**Task statement**
Please render the entries below, from the line containing "the motorcycle rear" through the line containing "661,276,703,344", as a two-column CSV with headers entry_text and answer. Give one row per entry, putting its text and its answer each in a single quoted field with line breaks replaced by spaces.

Saved data entries:

----

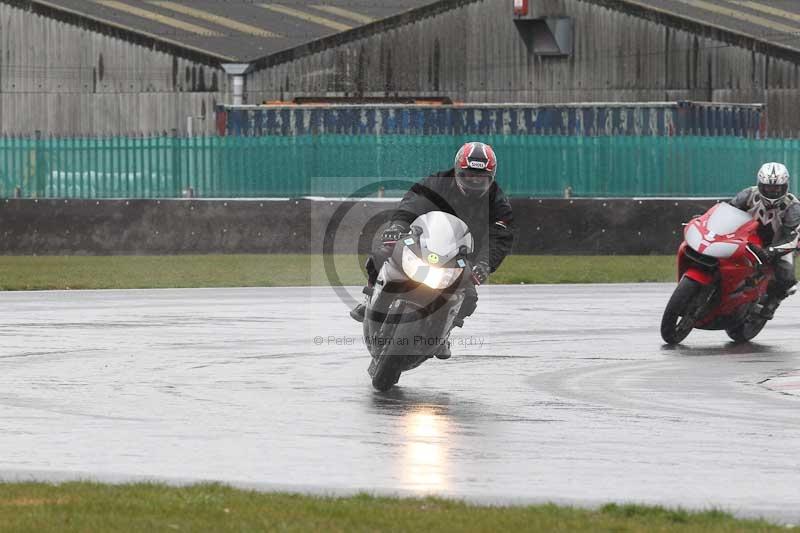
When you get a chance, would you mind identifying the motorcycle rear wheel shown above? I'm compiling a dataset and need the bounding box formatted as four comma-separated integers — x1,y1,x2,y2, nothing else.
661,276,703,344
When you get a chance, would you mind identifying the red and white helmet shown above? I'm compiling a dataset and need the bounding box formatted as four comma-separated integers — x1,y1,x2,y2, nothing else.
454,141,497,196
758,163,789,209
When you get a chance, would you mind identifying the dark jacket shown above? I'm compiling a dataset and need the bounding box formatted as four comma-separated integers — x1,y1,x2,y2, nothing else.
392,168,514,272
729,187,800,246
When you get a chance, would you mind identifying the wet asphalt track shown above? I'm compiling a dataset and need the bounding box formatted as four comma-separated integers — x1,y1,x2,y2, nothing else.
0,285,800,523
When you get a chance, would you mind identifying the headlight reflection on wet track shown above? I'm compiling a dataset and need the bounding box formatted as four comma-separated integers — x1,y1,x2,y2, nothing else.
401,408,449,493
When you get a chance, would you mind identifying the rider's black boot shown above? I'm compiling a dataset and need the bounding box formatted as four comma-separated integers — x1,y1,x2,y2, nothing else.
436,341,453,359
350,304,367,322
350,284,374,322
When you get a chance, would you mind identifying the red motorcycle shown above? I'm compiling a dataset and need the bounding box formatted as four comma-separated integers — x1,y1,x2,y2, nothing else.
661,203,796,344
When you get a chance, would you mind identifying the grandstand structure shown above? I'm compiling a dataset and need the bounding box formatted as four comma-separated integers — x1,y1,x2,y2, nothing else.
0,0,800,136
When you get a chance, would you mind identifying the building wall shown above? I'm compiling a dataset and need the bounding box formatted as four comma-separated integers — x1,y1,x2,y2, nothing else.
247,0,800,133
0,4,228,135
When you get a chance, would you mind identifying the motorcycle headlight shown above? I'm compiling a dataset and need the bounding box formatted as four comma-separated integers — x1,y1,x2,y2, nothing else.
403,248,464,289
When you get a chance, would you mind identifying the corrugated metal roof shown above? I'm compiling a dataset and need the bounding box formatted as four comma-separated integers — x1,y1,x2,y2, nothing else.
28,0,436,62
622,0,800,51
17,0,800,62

----

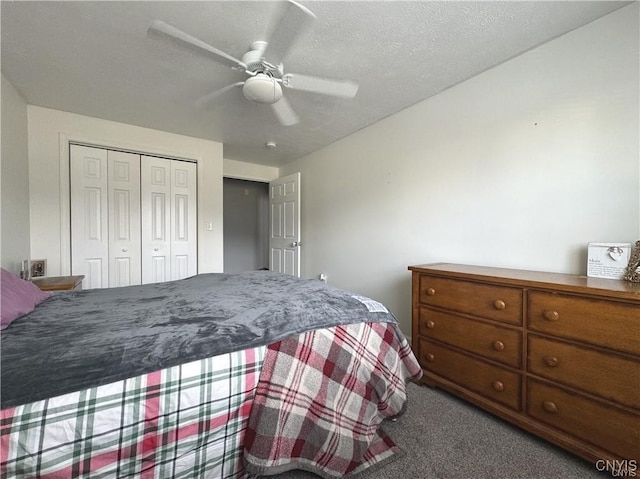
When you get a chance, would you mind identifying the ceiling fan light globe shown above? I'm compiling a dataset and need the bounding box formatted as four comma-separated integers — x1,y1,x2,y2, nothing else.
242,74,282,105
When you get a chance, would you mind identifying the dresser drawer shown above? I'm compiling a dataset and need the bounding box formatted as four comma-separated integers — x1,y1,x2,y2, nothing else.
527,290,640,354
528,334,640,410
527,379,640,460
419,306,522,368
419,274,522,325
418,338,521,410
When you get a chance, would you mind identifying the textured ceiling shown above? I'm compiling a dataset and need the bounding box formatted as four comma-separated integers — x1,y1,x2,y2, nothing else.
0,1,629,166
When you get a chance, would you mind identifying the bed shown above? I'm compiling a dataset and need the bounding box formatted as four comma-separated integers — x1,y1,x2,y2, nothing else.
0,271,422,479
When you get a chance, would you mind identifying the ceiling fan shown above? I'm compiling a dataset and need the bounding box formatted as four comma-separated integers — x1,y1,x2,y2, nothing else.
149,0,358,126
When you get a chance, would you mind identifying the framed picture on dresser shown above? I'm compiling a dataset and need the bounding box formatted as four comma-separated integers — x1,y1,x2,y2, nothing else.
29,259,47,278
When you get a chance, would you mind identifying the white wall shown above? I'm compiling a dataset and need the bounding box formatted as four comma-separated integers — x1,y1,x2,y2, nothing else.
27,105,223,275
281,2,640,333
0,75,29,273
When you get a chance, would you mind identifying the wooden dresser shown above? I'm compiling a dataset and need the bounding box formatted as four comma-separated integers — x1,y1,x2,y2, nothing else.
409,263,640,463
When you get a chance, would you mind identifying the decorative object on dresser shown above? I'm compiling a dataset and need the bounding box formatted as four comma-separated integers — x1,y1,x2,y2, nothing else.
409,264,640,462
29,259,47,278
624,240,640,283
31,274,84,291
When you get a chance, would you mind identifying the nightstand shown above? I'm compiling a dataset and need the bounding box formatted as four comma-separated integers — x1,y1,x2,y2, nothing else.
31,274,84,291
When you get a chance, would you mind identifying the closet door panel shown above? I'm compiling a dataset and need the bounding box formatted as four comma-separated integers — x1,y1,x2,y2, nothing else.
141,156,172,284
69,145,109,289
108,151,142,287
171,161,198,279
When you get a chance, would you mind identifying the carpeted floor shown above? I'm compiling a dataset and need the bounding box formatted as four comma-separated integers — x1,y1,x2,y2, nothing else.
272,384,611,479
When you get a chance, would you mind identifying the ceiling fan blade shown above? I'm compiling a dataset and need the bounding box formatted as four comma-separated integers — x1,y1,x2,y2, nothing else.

----

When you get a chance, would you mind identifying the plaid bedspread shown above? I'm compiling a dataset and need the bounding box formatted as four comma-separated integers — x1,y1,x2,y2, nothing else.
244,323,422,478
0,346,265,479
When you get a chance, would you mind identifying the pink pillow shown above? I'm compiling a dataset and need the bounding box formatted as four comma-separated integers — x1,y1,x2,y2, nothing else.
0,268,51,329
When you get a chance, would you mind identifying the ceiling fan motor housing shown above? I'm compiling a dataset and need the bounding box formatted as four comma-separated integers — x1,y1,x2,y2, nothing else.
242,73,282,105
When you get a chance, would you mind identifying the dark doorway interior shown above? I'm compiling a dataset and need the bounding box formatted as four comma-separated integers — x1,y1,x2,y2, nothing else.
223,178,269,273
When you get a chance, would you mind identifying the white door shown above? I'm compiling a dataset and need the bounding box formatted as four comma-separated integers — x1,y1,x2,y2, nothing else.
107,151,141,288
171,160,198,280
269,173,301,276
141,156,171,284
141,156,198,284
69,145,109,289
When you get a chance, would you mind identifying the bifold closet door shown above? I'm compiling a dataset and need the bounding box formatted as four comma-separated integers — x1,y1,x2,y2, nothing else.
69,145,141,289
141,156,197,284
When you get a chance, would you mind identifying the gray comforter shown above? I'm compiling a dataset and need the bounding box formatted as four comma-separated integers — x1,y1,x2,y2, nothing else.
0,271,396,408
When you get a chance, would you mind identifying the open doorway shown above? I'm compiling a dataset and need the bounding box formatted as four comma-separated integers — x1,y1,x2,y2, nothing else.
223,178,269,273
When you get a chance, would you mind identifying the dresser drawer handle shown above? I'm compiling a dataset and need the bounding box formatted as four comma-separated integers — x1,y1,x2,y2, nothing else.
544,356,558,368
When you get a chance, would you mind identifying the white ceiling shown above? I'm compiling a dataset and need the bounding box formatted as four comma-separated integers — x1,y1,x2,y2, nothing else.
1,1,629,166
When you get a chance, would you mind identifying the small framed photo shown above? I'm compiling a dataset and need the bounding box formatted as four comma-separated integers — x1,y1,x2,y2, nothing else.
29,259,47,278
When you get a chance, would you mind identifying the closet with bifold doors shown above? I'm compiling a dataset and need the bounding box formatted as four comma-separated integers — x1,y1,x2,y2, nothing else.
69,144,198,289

----

**Full answer**
entry_text,answer
"When you get a chance, would you mind identifying the motorcycle rear wheel shown above? I'm compiling a dataset and need the bounding box formatted as four comma-separated integers — x1,y1,x2,y2, nothing else.","661,276,703,344"